EXERCISE REQUIREMENTS:
Say how many lines in the following data hold the word "pixel". Write nothing but that number.

[Stored data entries]
· · · · ·

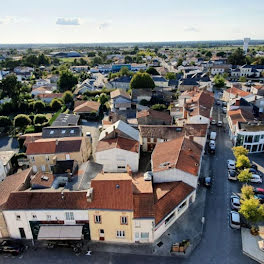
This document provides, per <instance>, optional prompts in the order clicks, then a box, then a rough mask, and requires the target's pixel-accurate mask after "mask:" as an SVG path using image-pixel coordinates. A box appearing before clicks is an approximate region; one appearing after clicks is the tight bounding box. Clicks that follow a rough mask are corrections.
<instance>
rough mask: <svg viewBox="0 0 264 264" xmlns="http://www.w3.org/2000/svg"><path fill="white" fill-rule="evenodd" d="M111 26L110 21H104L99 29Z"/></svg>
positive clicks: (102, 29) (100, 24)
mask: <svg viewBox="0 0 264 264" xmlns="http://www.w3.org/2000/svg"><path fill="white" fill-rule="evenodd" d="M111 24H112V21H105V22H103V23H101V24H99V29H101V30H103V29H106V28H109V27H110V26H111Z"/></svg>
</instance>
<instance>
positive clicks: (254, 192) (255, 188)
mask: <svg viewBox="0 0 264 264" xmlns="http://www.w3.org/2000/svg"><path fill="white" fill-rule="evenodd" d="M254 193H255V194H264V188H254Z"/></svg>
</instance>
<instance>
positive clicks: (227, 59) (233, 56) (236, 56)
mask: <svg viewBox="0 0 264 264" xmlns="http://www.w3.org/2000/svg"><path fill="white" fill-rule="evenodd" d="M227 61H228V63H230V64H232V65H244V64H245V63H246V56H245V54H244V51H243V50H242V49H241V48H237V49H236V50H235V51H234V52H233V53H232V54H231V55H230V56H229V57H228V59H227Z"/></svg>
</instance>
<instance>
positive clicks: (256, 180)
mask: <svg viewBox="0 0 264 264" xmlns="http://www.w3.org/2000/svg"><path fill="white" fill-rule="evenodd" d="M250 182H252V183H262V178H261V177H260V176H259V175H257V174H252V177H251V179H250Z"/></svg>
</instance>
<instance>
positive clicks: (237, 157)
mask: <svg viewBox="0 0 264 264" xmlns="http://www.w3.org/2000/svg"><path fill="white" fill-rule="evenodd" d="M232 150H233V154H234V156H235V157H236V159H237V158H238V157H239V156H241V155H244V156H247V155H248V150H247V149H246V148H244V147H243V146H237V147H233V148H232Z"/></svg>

· · · · ·

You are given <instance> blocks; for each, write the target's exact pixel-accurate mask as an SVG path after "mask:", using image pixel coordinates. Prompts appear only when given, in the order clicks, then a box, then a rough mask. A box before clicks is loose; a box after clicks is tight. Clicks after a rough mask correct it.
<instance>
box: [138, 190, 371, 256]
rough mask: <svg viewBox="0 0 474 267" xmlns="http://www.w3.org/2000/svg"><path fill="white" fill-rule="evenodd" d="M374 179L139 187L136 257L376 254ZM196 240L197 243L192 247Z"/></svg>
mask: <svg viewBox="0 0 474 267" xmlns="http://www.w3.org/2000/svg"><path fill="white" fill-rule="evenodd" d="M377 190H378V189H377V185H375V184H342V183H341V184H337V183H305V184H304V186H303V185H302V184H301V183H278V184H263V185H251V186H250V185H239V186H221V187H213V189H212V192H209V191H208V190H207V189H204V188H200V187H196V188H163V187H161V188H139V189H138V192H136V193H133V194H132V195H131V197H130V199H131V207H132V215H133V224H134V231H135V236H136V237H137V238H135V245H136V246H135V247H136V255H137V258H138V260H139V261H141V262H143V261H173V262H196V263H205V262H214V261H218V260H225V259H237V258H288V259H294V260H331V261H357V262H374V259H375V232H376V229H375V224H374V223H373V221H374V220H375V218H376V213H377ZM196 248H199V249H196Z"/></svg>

· · · · ·

ANSWER SPACE:
2